## TASK REQUIREMENTS
How many of the lines below contain the string "dress", matching case? Reply with the number alone.

## EXERCISE INPUTS
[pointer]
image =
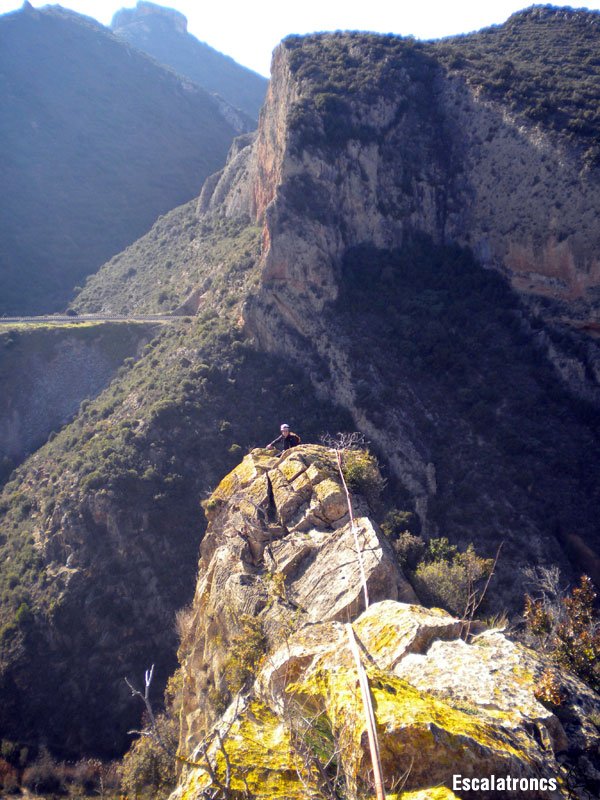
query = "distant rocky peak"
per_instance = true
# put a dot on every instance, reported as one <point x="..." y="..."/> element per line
<point x="143" y="10"/>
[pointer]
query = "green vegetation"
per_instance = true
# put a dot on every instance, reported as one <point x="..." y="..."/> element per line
<point x="120" y="488"/>
<point x="337" y="69"/>
<point x="179" y="255"/>
<point x="568" y="627"/>
<point x="149" y="769"/>
<point x="362" y="475"/>
<point x="543" y="63"/>
<point x="450" y="348"/>
<point x="48" y="370"/>
<point x="116" y="141"/>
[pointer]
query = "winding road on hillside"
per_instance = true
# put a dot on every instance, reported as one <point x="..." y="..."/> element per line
<point x="89" y="318"/>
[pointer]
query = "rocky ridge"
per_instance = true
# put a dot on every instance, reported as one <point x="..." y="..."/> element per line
<point x="162" y="33"/>
<point x="276" y="560"/>
<point x="369" y="148"/>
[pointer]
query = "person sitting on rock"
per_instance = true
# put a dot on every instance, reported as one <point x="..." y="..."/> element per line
<point x="286" y="439"/>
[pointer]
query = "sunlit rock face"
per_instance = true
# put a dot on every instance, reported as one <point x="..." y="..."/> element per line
<point x="271" y="698"/>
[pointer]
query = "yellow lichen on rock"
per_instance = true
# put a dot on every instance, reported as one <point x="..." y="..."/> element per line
<point x="255" y="758"/>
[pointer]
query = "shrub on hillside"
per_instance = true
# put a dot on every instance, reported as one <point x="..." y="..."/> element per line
<point x="568" y="627"/>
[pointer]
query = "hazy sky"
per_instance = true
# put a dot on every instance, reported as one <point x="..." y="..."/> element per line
<point x="248" y="30"/>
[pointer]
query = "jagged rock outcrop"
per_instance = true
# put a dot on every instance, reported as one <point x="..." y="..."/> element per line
<point x="279" y="543"/>
<point x="368" y="149"/>
<point x="162" y="32"/>
<point x="293" y="725"/>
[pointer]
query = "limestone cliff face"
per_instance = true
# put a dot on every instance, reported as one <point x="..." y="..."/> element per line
<point x="425" y="153"/>
<point x="384" y="150"/>
<point x="271" y="701"/>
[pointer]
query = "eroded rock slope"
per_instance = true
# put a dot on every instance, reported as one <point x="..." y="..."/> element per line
<point x="271" y="700"/>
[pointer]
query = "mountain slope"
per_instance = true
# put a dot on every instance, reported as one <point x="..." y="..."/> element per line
<point x="162" y="32"/>
<point x="351" y="266"/>
<point x="98" y="140"/>
<point x="100" y="528"/>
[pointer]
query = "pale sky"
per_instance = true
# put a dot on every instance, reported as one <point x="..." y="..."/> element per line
<point x="248" y="30"/>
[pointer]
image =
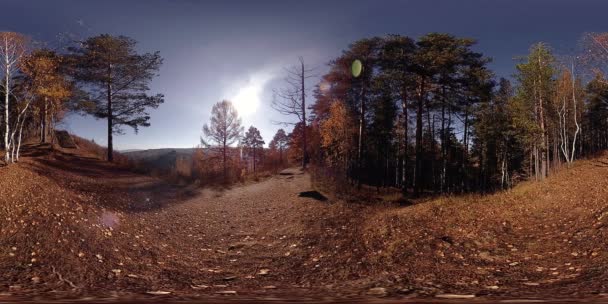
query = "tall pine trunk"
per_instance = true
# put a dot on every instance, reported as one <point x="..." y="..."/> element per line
<point x="110" y="116"/>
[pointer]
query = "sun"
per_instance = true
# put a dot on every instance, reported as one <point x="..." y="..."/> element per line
<point x="247" y="100"/>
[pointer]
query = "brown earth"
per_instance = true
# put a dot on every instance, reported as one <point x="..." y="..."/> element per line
<point x="74" y="227"/>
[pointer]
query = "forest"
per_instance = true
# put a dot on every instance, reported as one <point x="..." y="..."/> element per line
<point x="429" y="116"/>
<point x="426" y="115"/>
<point x="269" y="153"/>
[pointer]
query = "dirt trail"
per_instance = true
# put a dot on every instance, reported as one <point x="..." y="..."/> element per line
<point x="78" y="227"/>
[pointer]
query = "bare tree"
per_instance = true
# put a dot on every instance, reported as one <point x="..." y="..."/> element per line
<point x="224" y="129"/>
<point x="13" y="48"/>
<point x="291" y="100"/>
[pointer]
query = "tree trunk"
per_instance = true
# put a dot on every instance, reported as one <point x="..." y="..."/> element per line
<point x="304" y="145"/>
<point x="418" y="169"/>
<point x="224" y="159"/>
<point x="405" y="141"/>
<point x="7" y="92"/>
<point x="444" y="161"/>
<point x="110" y="114"/>
<point x="44" y="114"/>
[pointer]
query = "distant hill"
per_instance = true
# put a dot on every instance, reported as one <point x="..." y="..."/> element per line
<point x="159" y="159"/>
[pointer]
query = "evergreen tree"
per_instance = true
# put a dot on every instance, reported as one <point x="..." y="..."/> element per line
<point x="116" y="78"/>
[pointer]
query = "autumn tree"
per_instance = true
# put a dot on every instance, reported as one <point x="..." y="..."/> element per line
<point x="254" y="142"/>
<point x="117" y="79"/>
<point x="396" y="63"/>
<point x="48" y="85"/>
<point x="223" y="130"/>
<point x="535" y="75"/>
<point x="291" y="100"/>
<point x="280" y="142"/>
<point x="13" y="49"/>
<point x="337" y="134"/>
<point x="40" y="83"/>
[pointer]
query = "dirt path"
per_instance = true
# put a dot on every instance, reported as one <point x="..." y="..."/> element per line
<point x="77" y="227"/>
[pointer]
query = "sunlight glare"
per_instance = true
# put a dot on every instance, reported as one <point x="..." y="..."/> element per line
<point x="247" y="99"/>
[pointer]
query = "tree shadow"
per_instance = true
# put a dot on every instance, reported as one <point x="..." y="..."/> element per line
<point x="314" y="195"/>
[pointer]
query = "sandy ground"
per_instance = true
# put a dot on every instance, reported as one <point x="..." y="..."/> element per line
<point x="75" y="228"/>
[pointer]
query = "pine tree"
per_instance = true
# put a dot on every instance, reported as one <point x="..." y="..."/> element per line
<point x="223" y="130"/>
<point x="254" y="142"/>
<point x="116" y="78"/>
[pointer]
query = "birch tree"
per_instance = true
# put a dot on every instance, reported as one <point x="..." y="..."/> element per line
<point x="291" y="100"/>
<point x="13" y="48"/>
<point x="254" y="142"/>
<point x="223" y="130"/>
<point x="117" y="79"/>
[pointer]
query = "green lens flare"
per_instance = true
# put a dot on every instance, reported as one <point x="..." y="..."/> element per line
<point x="356" y="68"/>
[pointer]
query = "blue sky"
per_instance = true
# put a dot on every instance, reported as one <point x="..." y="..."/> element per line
<point x="218" y="50"/>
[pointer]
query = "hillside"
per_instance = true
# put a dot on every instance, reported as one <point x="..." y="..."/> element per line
<point x="76" y="226"/>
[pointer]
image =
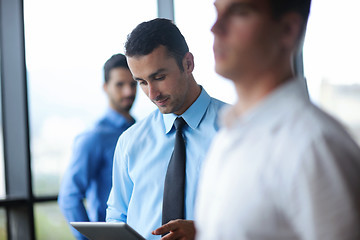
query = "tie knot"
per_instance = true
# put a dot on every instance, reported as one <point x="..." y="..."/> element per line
<point x="179" y="123"/>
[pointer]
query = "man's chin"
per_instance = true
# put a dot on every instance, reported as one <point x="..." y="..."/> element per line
<point x="164" y="109"/>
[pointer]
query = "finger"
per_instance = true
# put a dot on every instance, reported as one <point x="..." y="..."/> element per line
<point x="170" y="226"/>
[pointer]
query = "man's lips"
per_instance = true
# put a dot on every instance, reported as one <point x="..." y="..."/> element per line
<point x="161" y="101"/>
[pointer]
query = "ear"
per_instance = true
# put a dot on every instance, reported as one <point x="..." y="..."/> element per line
<point x="105" y="87"/>
<point x="188" y="62"/>
<point x="292" y="28"/>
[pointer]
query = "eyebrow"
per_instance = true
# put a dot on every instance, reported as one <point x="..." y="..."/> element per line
<point x="152" y="75"/>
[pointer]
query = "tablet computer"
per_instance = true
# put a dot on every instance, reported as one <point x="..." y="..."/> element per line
<point x="107" y="231"/>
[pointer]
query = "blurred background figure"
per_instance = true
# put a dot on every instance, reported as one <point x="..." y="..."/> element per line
<point x="89" y="173"/>
<point x="280" y="168"/>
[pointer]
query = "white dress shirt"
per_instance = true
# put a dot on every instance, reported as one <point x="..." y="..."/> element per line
<point x="284" y="170"/>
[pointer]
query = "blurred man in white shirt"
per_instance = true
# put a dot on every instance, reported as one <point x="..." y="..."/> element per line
<point x="280" y="168"/>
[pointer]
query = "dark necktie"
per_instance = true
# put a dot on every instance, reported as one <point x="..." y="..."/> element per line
<point x="173" y="201"/>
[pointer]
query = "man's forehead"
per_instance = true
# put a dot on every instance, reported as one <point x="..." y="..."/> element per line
<point x="230" y="3"/>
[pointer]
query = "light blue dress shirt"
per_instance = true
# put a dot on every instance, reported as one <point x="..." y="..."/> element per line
<point x="141" y="158"/>
<point x="89" y="173"/>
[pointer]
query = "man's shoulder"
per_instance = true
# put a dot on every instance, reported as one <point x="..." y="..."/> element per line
<point x="141" y="127"/>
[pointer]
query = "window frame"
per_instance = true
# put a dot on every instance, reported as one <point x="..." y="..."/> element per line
<point x="19" y="200"/>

## TASK SOLUTION
2